# Start of DATA FOR PROCESSING

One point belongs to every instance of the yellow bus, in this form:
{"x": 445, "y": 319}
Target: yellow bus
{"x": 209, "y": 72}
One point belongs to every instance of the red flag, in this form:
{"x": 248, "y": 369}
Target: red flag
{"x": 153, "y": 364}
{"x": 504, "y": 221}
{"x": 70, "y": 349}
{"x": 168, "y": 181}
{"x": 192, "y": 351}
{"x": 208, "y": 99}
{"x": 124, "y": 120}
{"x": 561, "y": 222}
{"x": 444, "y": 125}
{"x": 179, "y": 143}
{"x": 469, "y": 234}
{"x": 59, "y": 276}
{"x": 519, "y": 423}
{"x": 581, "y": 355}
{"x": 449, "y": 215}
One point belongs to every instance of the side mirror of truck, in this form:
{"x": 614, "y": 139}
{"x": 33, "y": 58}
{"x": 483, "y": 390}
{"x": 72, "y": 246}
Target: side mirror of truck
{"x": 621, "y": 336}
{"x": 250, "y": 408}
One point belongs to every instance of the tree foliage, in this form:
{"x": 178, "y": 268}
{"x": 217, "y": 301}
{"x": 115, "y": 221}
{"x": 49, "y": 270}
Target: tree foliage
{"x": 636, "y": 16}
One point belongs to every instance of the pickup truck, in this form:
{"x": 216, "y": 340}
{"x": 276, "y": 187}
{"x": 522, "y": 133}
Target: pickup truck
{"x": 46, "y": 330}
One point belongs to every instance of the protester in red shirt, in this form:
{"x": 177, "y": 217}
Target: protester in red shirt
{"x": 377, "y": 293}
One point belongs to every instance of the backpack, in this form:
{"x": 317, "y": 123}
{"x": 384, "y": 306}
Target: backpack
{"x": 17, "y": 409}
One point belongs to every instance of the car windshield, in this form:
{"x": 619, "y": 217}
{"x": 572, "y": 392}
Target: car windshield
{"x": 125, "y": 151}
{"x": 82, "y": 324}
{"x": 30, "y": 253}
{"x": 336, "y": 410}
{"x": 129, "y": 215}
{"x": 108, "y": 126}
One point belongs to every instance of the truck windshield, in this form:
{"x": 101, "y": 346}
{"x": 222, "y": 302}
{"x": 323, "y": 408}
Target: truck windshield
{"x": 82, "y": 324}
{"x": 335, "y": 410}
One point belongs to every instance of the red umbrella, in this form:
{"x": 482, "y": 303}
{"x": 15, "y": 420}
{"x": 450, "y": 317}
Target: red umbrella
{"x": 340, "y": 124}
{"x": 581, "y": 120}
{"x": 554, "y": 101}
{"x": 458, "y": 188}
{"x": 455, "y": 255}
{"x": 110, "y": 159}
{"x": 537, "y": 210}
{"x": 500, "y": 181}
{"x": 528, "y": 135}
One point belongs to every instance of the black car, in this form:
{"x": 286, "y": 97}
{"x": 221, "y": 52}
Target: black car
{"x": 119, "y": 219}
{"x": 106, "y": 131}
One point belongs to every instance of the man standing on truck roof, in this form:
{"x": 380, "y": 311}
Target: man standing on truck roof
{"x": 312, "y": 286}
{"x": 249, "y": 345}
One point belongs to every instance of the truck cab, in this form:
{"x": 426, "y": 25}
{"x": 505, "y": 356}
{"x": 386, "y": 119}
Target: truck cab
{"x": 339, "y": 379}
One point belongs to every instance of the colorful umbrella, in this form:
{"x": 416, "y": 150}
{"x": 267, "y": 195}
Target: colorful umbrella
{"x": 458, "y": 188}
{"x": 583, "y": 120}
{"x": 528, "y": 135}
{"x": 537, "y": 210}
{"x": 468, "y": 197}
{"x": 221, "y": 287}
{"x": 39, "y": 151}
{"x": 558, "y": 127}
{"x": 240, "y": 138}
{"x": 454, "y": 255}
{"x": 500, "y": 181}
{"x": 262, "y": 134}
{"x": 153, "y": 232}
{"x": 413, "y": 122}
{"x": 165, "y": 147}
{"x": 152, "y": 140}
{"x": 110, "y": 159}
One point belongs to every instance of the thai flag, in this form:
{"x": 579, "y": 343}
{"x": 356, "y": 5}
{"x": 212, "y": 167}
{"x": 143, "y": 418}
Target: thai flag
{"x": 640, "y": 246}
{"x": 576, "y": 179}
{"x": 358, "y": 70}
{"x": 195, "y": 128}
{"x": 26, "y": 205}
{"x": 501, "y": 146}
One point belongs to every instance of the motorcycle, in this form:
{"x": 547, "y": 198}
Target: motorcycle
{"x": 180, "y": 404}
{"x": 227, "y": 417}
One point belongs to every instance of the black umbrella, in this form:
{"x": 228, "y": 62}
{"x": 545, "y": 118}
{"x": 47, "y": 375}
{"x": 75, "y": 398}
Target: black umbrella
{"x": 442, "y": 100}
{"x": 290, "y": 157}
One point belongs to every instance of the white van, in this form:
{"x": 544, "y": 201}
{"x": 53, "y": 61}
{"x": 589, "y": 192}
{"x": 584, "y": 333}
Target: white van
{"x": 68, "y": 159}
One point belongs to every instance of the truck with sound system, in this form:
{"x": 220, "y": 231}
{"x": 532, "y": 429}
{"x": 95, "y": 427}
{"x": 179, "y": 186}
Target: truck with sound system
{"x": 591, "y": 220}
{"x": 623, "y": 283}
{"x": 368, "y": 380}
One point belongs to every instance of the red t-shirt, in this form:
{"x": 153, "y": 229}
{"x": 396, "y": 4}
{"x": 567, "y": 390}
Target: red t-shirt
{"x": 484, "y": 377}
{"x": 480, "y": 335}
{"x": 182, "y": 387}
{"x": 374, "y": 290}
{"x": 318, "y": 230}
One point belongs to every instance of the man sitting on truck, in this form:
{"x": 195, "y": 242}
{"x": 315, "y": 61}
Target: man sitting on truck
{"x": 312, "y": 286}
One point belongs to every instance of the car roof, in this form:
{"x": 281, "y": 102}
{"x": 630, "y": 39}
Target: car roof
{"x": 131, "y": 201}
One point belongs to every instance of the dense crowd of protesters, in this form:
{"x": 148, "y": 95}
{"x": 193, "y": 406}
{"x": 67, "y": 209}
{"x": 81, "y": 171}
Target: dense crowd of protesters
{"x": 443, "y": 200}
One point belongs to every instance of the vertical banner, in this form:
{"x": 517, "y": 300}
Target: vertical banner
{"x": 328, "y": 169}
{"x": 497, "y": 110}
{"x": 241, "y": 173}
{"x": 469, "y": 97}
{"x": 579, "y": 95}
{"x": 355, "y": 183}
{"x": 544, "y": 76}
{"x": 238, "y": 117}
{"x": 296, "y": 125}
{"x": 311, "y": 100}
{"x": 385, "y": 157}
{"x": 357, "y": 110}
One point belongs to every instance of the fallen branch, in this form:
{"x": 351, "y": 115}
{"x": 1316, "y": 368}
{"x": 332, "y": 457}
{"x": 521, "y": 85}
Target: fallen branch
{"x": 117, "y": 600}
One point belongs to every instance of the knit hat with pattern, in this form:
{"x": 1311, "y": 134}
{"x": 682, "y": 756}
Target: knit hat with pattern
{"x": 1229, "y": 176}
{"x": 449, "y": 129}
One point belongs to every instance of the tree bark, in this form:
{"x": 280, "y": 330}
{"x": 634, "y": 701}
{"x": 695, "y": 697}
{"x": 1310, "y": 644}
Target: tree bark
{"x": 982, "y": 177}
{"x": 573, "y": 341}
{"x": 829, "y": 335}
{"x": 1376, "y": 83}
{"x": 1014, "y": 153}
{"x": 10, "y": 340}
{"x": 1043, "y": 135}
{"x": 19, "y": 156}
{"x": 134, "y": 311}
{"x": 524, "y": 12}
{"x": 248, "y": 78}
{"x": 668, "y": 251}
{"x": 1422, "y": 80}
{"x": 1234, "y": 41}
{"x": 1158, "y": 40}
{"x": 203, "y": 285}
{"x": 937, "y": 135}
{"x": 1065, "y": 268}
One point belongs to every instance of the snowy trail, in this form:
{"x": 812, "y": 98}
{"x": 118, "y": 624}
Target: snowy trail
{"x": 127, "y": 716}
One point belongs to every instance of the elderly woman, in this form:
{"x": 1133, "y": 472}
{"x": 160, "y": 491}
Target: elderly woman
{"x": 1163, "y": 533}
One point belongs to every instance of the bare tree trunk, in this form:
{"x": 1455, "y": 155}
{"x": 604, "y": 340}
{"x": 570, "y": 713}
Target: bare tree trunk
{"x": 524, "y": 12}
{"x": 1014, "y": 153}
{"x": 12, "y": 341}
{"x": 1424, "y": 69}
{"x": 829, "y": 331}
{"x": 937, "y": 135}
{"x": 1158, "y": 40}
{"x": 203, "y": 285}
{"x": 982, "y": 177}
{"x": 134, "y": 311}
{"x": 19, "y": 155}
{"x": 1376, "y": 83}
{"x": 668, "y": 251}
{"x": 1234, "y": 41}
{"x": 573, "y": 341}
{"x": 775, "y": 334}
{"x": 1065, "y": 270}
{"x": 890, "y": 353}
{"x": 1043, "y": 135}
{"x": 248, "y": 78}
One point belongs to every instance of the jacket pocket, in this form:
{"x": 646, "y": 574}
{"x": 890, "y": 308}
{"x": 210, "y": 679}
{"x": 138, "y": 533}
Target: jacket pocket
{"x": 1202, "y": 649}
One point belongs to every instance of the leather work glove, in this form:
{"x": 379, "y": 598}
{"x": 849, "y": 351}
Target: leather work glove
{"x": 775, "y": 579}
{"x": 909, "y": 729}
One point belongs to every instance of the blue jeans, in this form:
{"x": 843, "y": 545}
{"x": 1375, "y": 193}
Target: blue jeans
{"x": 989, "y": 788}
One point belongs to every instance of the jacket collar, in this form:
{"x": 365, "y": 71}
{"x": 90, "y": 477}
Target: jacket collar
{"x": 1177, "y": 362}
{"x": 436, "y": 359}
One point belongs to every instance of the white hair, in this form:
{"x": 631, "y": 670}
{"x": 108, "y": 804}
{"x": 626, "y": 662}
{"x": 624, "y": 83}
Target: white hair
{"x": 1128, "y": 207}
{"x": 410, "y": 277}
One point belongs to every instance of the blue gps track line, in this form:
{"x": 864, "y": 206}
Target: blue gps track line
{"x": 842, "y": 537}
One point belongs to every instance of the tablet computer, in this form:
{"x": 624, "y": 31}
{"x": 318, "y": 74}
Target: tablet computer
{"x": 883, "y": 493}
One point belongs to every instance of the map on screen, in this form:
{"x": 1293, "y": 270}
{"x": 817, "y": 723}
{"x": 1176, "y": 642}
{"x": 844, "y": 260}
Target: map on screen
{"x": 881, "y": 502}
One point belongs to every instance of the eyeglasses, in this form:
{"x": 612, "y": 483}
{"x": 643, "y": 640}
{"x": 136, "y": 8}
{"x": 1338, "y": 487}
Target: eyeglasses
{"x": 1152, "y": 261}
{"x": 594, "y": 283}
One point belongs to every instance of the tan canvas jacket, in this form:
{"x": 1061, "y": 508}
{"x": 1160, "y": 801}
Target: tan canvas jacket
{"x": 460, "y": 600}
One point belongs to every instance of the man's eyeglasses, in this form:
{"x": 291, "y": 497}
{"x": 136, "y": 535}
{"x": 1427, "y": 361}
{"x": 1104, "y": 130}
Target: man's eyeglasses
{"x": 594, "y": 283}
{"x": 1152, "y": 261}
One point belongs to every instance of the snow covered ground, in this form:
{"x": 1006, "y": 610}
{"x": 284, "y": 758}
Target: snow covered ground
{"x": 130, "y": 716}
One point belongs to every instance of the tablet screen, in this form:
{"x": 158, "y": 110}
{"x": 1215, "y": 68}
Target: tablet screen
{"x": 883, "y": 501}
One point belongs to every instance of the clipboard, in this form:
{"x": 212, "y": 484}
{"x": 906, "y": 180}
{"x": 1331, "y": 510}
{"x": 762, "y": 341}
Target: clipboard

# End of DATA FOR PROCESSING

#### [EXERCISE]
Please quote the items above word for word, starting with the line that contains "One point belongs to every instance of the eyeglasses, in" and going on through the last line of the items.

#### [SOLUTION TO THIS TASK]
One point belongs to every instance of the eyeglasses, in this form:
{"x": 612, "y": 483}
{"x": 643, "y": 640}
{"x": 136, "y": 8}
{"x": 1338, "y": 487}
Target: eyeglasses
{"x": 1152, "y": 261}
{"x": 594, "y": 283}
One point belongs to every instance of the tan canvas jacket, in this form:
{"x": 1061, "y": 508}
{"x": 1160, "y": 801}
Target: tan canvas jacket
{"x": 460, "y": 600}
One point belongs to every instance of the man's eyeglasses, in this form:
{"x": 291, "y": 497}
{"x": 136, "y": 535}
{"x": 1427, "y": 361}
{"x": 1104, "y": 130}
Target: man's eyeglasses
{"x": 594, "y": 283}
{"x": 1152, "y": 261}
One point belongs to every instance of the snow covered ground, in this form:
{"x": 1006, "y": 610}
{"x": 284, "y": 758}
Target: snow covered ground
{"x": 130, "y": 716}
One point belongs to every instance of the tablet screen, in this form:
{"x": 158, "y": 110}
{"x": 1215, "y": 68}
Target: tablet screen
{"x": 883, "y": 501}
One point belongs to every instance of the clipboard, in this form:
{"x": 212, "y": 484}
{"x": 906, "y": 180}
{"x": 1331, "y": 510}
{"x": 762, "y": 341}
Target: clipboard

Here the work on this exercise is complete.